_What you have to do_. Render the lines below as a Markdown table with the columns "Row" and "Line", one row per line, numbered in order and skipping blank lines. Omit the pictures.

_Excerpted records_.
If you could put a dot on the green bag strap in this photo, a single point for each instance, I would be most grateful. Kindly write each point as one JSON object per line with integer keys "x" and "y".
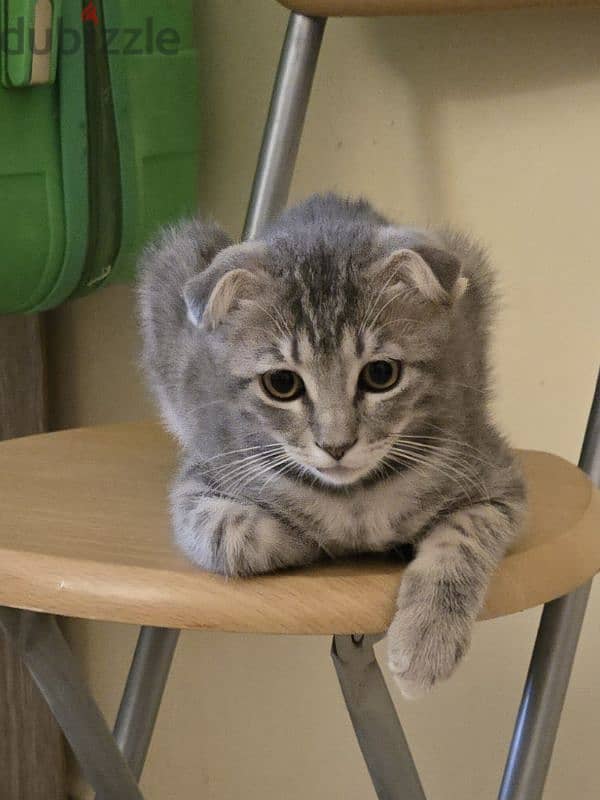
{"x": 30, "y": 42}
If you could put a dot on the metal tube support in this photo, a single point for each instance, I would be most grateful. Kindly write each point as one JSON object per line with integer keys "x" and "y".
{"x": 143, "y": 693}
{"x": 281, "y": 137}
{"x": 376, "y": 724}
{"x": 45, "y": 652}
{"x": 550, "y": 668}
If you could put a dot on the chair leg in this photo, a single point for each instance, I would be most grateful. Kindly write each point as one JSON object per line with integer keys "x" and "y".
{"x": 376, "y": 724}
{"x": 281, "y": 137}
{"x": 46, "y": 654}
{"x": 550, "y": 668}
{"x": 543, "y": 697}
{"x": 143, "y": 695}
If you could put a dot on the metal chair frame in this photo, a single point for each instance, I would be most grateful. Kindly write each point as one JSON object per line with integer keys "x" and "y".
{"x": 112, "y": 762}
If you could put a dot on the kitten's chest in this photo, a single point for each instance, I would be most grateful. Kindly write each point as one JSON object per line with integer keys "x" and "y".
{"x": 366, "y": 521}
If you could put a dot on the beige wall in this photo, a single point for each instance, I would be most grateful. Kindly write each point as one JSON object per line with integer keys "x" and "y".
{"x": 491, "y": 122}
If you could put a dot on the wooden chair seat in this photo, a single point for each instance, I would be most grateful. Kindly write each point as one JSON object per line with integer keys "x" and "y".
{"x": 84, "y": 532}
{"x": 380, "y": 8}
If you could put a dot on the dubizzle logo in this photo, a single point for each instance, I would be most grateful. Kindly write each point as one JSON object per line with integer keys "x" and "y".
{"x": 89, "y": 13}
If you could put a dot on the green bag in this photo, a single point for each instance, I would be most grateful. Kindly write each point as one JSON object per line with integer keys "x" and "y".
{"x": 98, "y": 140}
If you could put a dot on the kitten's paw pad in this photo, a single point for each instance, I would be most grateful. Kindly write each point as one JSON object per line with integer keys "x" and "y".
{"x": 227, "y": 537}
{"x": 423, "y": 651}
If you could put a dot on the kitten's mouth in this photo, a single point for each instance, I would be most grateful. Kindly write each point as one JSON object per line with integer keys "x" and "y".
{"x": 340, "y": 475}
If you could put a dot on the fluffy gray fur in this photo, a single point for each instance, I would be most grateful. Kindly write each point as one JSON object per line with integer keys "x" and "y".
{"x": 331, "y": 286}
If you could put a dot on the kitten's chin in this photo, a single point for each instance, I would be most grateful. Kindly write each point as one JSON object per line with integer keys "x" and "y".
{"x": 339, "y": 475}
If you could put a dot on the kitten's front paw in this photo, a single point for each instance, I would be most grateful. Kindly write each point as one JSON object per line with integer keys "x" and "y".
{"x": 424, "y": 648}
{"x": 228, "y": 537}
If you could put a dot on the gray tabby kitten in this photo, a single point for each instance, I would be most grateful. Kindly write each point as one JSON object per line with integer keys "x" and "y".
{"x": 329, "y": 386}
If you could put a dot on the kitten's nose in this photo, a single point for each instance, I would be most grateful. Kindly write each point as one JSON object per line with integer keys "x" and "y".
{"x": 336, "y": 451}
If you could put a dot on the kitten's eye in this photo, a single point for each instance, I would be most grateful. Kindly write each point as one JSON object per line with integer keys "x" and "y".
{"x": 282, "y": 384}
{"x": 379, "y": 376}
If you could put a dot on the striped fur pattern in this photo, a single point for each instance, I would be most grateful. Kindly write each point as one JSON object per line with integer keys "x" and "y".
{"x": 331, "y": 287}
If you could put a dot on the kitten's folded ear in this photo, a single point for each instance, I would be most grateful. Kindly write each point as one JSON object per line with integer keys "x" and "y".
{"x": 433, "y": 271}
{"x": 234, "y": 276}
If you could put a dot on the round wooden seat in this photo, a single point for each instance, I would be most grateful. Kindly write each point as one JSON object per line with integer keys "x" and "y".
{"x": 84, "y": 532}
{"x": 380, "y": 8}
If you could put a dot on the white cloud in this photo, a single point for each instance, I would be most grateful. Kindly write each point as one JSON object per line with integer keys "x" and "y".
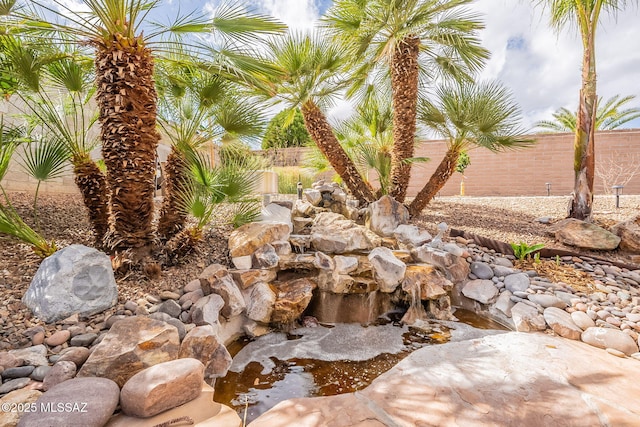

_Reply_.
| Row | Line |
|---|---|
| 1 | If you could put a dot on the green bag strap in this photo, a single point for each instance, I would be most grateful. Kindly write each point as one JSON object per line with integer keys "x" and "y". |
| 2 | {"x": 30, "y": 42} |
| 3 | If you could put a dot on the metal tube support in this photo, a single point for each instance, I would be most grateful. Kindly write each point as one JSON object per line with integer keys "x" and "y". |
| 4 | {"x": 143, "y": 693} |
| 5 | {"x": 281, "y": 137} |
| 6 | {"x": 376, "y": 724} |
| 7 | {"x": 45, "y": 652} |
| 8 | {"x": 550, "y": 668} |
| 9 | If you could put a dot on the chair leg in this photo, a single point for each instance, I would be most grateful. Kindly write each point as one JSON object per line with integer keys "x" and "y". |
| 10 | {"x": 376, "y": 724} |
| 11 | {"x": 281, "y": 137} |
| 12 | {"x": 46, "y": 654} |
| 13 | {"x": 550, "y": 668} |
| 14 | {"x": 543, "y": 697} |
| 15 | {"x": 143, "y": 695} |
| 16 | If you could put a dot on the metal chair frame in this photo, a single point for each instance, I would be most grateful. Kindly write each point as one JSON object per line with integer keys "x" and "y". |
| 17 | {"x": 112, "y": 762} |
| 18 | If you could put a dot on the kitten's chest in this photo, a single point for each instance, I would be most grateful. Kindly write each point as one JSON object per line with integer keys "x" and "y". |
| 19 | {"x": 366, "y": 521} |
| 20 | If you could put a dot on the beige wall in this photo, a single point for each instance, I would be most grateful. Kindly write each point as one JSON object per line with integer keys "x" and "y". |
| 21 | {"x": 491, "y": 122} |
| 22 | If you could put a dot on the wooden chair seat in this photo, a single point for each instance, I would be most grateful. Kindly write each point as one JSON object per line with integer keys "x" and "y". |
| 23 | {"x": 84, "y": 532} |
| 24 | {"x": 380, "y": 8} |
| 25 | If you could put a dot on the dubizzle logo in this photo, a single point for each instance, I would be most grateful. Kindly write each point as one JSON object per line with integer keys "x" and "y". |
| 26 | {"x": 89, "y": 13} |
| 27 | If you could put a dot on the green bag in this photo, a single point for each instance, I would be most grateful. Kindly write each point as one JSON object per line with integer keys "x" and "y". |
| 28 | {"x": 98, "y": 140} |
| 29 | If you could put a dot on the kitten's paw pad in this photo, a single point for each instance, I would be most grateful. Kindly write each point as one JSON object per line with integer keys "x" and "y". |
| 30 | {"x": 227, "y": 537} |
| 31 | {"x": 423, "y": 651} |
| 32 | If you could put a dot on the kitten's mouth in this photo, a single point for each instance, I would be most grateful. Kindly write each point as one JSON object per line with integer keys "x" and "y". |
| 33 | {"x": 340, "y": 475} |
| 34 | If you could put a dot on the fluffy gray fur in this photo, a single point for each instance, I would be most grateful. Kindly write each point as one JSON object per line with integer keys "x" and "y". |
| 35 | {"x": 331, "y": 286} |
| 36 | If you could put a dot on the kitten's chin in this photo, a single point for each instance, I would be most grateful. Kindly write each point as one JSON object per line with integer keys "x" and "y". |
| 37 | {"x": 339, "y": 475} |
| 38 | If you could put a dot on the kitten's front paw in this photo, a single point for each instance, I would be most grateful. Kindly write each point as one JSON object per line with integer keys "x" and "y". |
| 39 | {"x": 424, "y": 648} |
| 40 | {"x": 228, "y": 537} |
| 41 | If you could put a dot on the gray tabby kitten in this photo, a single point for each instance, I would be most grateful. Kindly write each point as one JSON object per line with integer keys "x" and "y". |
| 42 | {"x": 329, "y": 386} |
| 43 | If you could put a dot on the kitten's nose in this photo, a single point for each instance, I would be most grateful. Kindly write each point as one JSON object per line with integer keys "x" and "y". |
| 44 | {"x": 336, "y": 451} |
| 45 | If you could put a dot on the kitten's eye in this photo, a single point for each instance, I would be most grateful. Kindly write each point as one JSON object per line with integer keys "x" and "y". |
| 46 | {"x": 282, "y": 384} |
| 47 | {"x": 379, "y": 376} |
| 48 | If you could put a dot on the striped fur pattern in this photo, a single point for each instance, I would be most grateful. Kindly write each point as one JSON object per line with integer keys "x" and "y". |
| 49 | {"x": 331, "y": 287} |
| 50 | If you could put a dot on the kitten's folded ear in this photo, a single point for each instance, I would be most grateful. Kindly write each point as one JSON object per line with integer keys "x" and "y". |
| 51 | {"x": 433, "y": 271} |
| 52 | {"x": 234, "y": 276} |
| 53 | If you could put a dot on the round wooden seat in this photo, a single point for each instance, I would be most grateful. Kindly write each point as one JSON object per line with integer keys "x" and "y". |
| 54 | {"x": 84, "y": 532} |
| 55 | {"x": 380, "y": 8} |
| 56 | If you could put a dot on the white cloud in this photo, a single point for each instance, I would be most grateful. Kindly write each point as one JSON object per line with integer keys "x" and "y". |